- Supplied material -
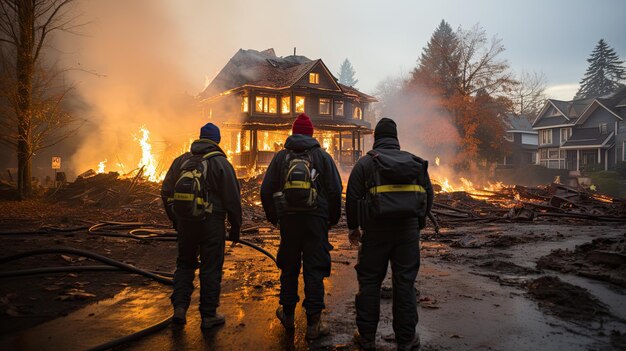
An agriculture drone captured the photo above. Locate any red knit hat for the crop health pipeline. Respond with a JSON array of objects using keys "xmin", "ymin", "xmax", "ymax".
[{"xmin": 292, "ymin": 113, "xmax": 314, "ymax": 136}]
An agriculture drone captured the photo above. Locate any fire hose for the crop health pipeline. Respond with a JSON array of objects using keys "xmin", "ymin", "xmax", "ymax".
[{"xmin": 0, "ymin": 223, "xmax": 278, "ymax": 350}]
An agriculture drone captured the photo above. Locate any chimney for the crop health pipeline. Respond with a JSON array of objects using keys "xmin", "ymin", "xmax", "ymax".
[{"xmin": 293, "ymin": 47, "xmax": 296, "ymax": 56}]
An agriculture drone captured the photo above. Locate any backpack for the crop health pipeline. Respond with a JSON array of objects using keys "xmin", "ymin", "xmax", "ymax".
[
  {"xmin": 172, "ymin": 151, "xmax": 224, "ymax": 221},
  {"xmin": 363, "ymin": 149, "xmax": 428, "ymax": 220},
  {"xmin": 273, "ymin": 149, "xmax": 319, "ymax": 213}
]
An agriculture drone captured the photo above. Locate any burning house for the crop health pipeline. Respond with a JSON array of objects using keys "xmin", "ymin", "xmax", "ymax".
[{"xmin": 198, "ymin": 48, "xmax": 377, "ymax": 175}]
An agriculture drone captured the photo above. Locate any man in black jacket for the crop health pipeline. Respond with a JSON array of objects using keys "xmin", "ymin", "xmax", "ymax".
[
  {"xmin": 161, "ymin": 122, "xmax": 242, "ymax": 329},
  {"xmin": 346, "ymin": 118, "xmax": 433, "ymax": 351},
  {"xmin": 260, "ymin": 113, "xmax": 342, "ymax": 339}
]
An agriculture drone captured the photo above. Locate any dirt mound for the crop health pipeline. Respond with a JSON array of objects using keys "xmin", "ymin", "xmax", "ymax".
[
  {"xmin": 526, "ymin": 276, "xmax": 610, "ymax": 322},
  {"xmin": 537, "ymin": 235, "xmax": 626, "ymax": 287}
]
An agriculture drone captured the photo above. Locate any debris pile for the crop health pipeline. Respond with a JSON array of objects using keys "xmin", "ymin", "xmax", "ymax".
[
  {"xmin": 537, "ymin": 235, "xmax": 626, "ymax": 287},
  {"xmin": 432, "ymin": 183, "xmax": 626, "ymax": 225}
]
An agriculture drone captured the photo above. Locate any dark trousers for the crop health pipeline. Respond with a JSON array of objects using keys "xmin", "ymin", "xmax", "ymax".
[
  {"xmin": 171, "ymin": 215, "xmax": 225, "ymax": 317},
  {"xmin": 277, "ymin": 214, "xmax": 332, "ymax": 316},
  {"xmin": 355, "ymin": 228, "xmax": 420, "ymax": 344}
]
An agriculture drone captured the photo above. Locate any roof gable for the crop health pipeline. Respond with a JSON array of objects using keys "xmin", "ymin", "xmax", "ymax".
[
  {"xmin": 576, "ymin": 99, "xmax": 624, "ymax": 125},
  {"xmin": 293, "ymin": 60, "xmax": 342, "ymax": 92},
  {"xmin": 532, "ymin": 100, "xmax": 570, "ymax": 127}
]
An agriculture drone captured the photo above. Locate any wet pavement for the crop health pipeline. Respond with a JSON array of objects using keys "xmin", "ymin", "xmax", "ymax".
[{"xmin": 1, "ymin": 224, "xmax": 625, "ymax": 350}]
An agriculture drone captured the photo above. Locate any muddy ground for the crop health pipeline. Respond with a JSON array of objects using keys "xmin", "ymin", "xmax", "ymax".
[{"xmin": 0, "ymin": 199, "xmax": 625, "ymax": 350}]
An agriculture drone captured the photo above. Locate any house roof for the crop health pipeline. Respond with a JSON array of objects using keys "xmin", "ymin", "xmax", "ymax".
[
  {"xmin": 200, "ymin": 48, "xmax": 376, "ymax": 102},
  {"xmin": 561, "ymin": 128, "xmax": 614, "ymax": 148},
  {"xmin": 532, "ymin": 90, "xmax": 626, "ymax": 129},
  {"xmin": 503, "ymin": 114, "xmax": 533, "ymax": 132}
]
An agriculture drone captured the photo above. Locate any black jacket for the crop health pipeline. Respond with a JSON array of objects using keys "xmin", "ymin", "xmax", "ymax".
[
  {"xmin": 346, "ymin": 137, "xmax": 434, "ymax": 231},
  {"xmin": 260, "ymin": 134, "xmax": 342, "ymax": 226},
  {"xmin": 161, "ymin": 139, "xmax": 242, "ymax": 241}
]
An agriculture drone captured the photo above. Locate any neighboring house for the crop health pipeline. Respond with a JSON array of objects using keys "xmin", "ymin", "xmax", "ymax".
[
  {"xmin": 500, "ymin": 114, "xmax": 538, "ymax": 167},
  {"xmin": 532, "ymin": 87, "xmax": 626, "ymax": 171},
  {"xmin": 198, "ymin": 48, "xmax": 377, "ymax": 174}
]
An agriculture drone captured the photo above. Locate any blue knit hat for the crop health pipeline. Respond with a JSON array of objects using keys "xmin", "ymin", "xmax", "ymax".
[{"xmin": 200, "ymin": 123, "xmax": 221, "ymax": 144}]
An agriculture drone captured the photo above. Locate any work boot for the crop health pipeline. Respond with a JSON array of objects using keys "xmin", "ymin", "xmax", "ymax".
[
  {"xmin": 305, "ymin": 312, "xmax": 330, "ymax": 340},
  {"xmin": 172, "ymin": 307, "xmax": 187, "ymax": 325},
  {"xmin": 201, "ymin": 313, "xmax": 225, "ymax": 329},
  {"xmin": 353, "ymin": 330, "xmax": 376, "ymax": 350},
  {"xmin": 276, "ymin": 306, "xmax": 295, "ymax": 329},
  {"xmin": 397, "ymin": 333, "xmax": 420, "ymax": 351}
]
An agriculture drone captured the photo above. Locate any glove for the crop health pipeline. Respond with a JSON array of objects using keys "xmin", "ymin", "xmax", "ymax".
[
  {"xmin": 349, "ymin": 228, "xmax": 362, "ymax": 247},
  {"xmin": 229, "ymin": 226, "xmax": 240, "ymax": 243}
]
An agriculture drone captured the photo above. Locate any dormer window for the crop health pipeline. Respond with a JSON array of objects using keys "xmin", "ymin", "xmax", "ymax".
[
  {"xmin": 599, "ymin": 123, "xmax": 607, "ymax": 134},
  {"xmin": 309, "ymin": 73, "xmax": 319, "ymax": 84}
]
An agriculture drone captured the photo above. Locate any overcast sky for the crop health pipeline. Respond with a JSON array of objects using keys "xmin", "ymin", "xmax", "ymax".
[
  {"xmin": 67, "ymin": 0, "xmax": 626, "ymax": 102},
  {"xmin": 156, "ymin": 0, "xmax": 626, "ymax": 101}
]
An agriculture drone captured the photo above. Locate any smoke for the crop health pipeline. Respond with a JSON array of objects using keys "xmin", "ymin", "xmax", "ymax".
[
  {"xmin": 374, "ymin": 78, "xmax": 460, "ymax": 183},
  {"xmin": 55, "ymin": 1, "xmax": 210, "ymax": 177}
]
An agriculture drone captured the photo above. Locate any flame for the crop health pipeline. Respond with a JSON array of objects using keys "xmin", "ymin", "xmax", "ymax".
[
  {"xmin": 97, "ymin": 159, "xmax": 107, "ymax": 174},
  {"xmin": 435, "ymin": 156, "xmax": 440, "ymax": 166},
  {"xmin": 135, "ymin": 126, "xmax": 165, "ymax": 182}
]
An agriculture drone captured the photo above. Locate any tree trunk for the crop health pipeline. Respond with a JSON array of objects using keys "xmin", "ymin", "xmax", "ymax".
[{"xmin": 16, "ymin": 1, "xmax": 35, "ymax": 198}]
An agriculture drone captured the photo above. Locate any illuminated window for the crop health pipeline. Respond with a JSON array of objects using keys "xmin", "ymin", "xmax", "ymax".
[
  {"xmin": 281, "ymin": 96, "xmax": 290, "ymax": 114},
  {"xmin": 353, "ymin": 106, "xmax": 362, "ymax": 120},
  {"xmin": 319, "ymin": 98, "xmax": 331, "ymax": 115},
  {"xmin": 255, "ymin": 96, "xmax": 278, "ymax": 114},
  {"xmin": 309, "ymin": 73, "xmax": 319, "ymax": 84},
  {"xmin": 295, "ymin": 96, "xmax": 305, "ymax": 113},
  {"xmin": 242, "ymin": 96, "xmax": 249, "ymax": 113},
  {"xmin": 334, "ymin": 101, "xmax": 344, "ymax": 116}
]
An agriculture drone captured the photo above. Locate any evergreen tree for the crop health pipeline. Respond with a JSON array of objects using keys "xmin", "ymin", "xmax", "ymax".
[
  {"xmin": 337, "ymin": 59, "xmax": 358, "ymax": 87},
  {"xmin": 575, "ymin": 39, "xmax": 625, "ymax": 99},
  {"xmin": 409, "ymin": 19, "xmax": 459, "ymax": 97}
]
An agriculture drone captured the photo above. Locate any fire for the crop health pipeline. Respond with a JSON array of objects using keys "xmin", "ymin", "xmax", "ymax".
[
  {"xmin": 135, "ymin": 126, "xmax": 165, "ymax": 182},
  {"xmin": 435, "ymin": 156, "xmax": 440, "ymax": 166},
  {"xmin": 97, "ymin": 159, "xmax": 107, "ymax": 174}
]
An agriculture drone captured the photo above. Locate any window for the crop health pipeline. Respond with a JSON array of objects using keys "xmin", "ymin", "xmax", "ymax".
[
  {"xmin": 241, "ymin": 96, "xmax": 249, "ymax": 113},
  {"xmin": 319, "ymin": 98, "xmax": 331, "ymax": 115},
  {"xmin": 560, "ymin": 127, "xmax": 572, "ymax": 144},
  {"xmin": 309, "ymin": 73, "xmax": 319, "ymax": 84},
  {"xmin": 599, "ymin": 123, "xmax": 607, "ymax": 134},
  {"xmin": 281, "ymin": 96, "xmax": 290, "ymax": 114},
  {"xmin": 539, "ymin": 147, "xmax": 566, "ymax": 169},
  {"xmin": 255, "ymin": 96, "xmax": 277, "ymax": 114},
  {"xmin": 295, "ymin": 96, "xmax": 305, "ymax": 113},
  {"xmin": 334, "ymin": 101, "xmax": 344, "ymax": 116},
  {"xmin": 539, "ymin": 129, "xmax": 552, "ymax": 145},
  {"xmin": 353, "ymin": 106, "xmax": 363, "ymax": 120}
]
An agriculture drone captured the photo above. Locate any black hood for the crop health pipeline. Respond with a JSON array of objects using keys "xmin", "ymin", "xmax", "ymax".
[
  {"xmin": 284, "ymin": 134, "xmax": 320, "ymax": 152},
  {"xmin": 190, "ymin": 139, "xmax": 224, "ymax": 155},
  {"xmin": 373, "ymin": 137, "xmax": 400, "ymax": 150}
]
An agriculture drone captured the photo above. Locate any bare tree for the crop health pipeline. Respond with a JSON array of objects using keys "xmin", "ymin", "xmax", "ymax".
[
  {"xmin": 509, "ymin": 70, "xmax": 547, "ymax": 119},
  {"xmin": 454, "ymin": 24, "xmax": 516, "ymax": 97},
  {"xmin": 0, "ymin": 0, "xmax": 79, "ymax": 198}
]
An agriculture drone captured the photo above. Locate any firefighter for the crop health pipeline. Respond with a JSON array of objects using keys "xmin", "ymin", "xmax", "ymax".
[
  {"xmin": 161, "ymin": 122, "xmax": 242, "ymax": 329},
  {"xmin": 260, "ymin": 113, "xmax": 342, "ymax": 339},
  {"xmin": 346, "ymin": 118, "xmax": 433, "ymax": 350}
]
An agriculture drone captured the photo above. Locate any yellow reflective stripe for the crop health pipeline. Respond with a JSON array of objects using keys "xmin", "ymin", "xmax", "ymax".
[
  {"xmin": 203, "ymin": 151, "xmax": 223, "ymax": 158},
  {"xmin": 173, "ymin": 193, "xmax": 195, "ymax": 201},
  {"xmin": 284, "ymin": 181, "xmax": 311, "ymax": 190},
  {"xmin": 370, "ymin": 184, "xmax": 426, "ymax": 194}
]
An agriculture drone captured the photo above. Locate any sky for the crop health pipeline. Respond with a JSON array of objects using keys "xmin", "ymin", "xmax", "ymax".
[{"xmin": 152, "ymin": 0, "xmax": 626, "ymax": 101}]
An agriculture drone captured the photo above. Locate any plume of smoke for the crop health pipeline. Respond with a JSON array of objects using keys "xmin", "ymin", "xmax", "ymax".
[
  {"xmin": 375, "ymin": 78, "xmax": 460, "ymax": 183},
  {"xmin": 55, "ymin": 1, "xmax": 211, "ymax": 177}
]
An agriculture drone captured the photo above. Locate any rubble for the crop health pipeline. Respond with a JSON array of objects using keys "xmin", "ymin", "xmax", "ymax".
[{"xmin": 537, "ymin": 235, "xmax": 626, "ymax": 288}]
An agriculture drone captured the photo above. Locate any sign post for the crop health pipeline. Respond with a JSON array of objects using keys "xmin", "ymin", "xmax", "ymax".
[{"xmin": 52, "ymin": 157, "xmax": 61, "ymax": 187}]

- Problem description -
Beginning with the line that holds "An agriculture drone captured the photo above. Locate any plume", please give again each line exactly until the records end, and include that final line.

- Result for this task -
An agriculture drone captured the photo above. Locate any plume of smoke for the crop health pipeline. Respond with a JSON array of objects using keys "xmin", "ymin", "xmax", "ymax".
[
  {"xmin": 375, "ymin": 78, "xmax": 460, "ymax": 183},
  {"xmin": 55, "ymin": 1, "xmax": 211, "ymax": 177}
]
An agriculture drone captured the photo above. Locate any rubble for the crop health pipeline. Respond with a JSON array of objects using keys "xmin", "ymin", "xmax", "ymax".
[{"xmin": 537, "ymin": 235, "xmax": 626, "ymax": 288}]
An agriculture drone captured the photo above. Locate any sign post for the crop health pipeline. Respond with a JSON array of objects using keys "xmin", "ymin", "xmax", "ymax".
[{"xmin": 52, "ymin": 157, "xmax": 61, "ymax": 187}]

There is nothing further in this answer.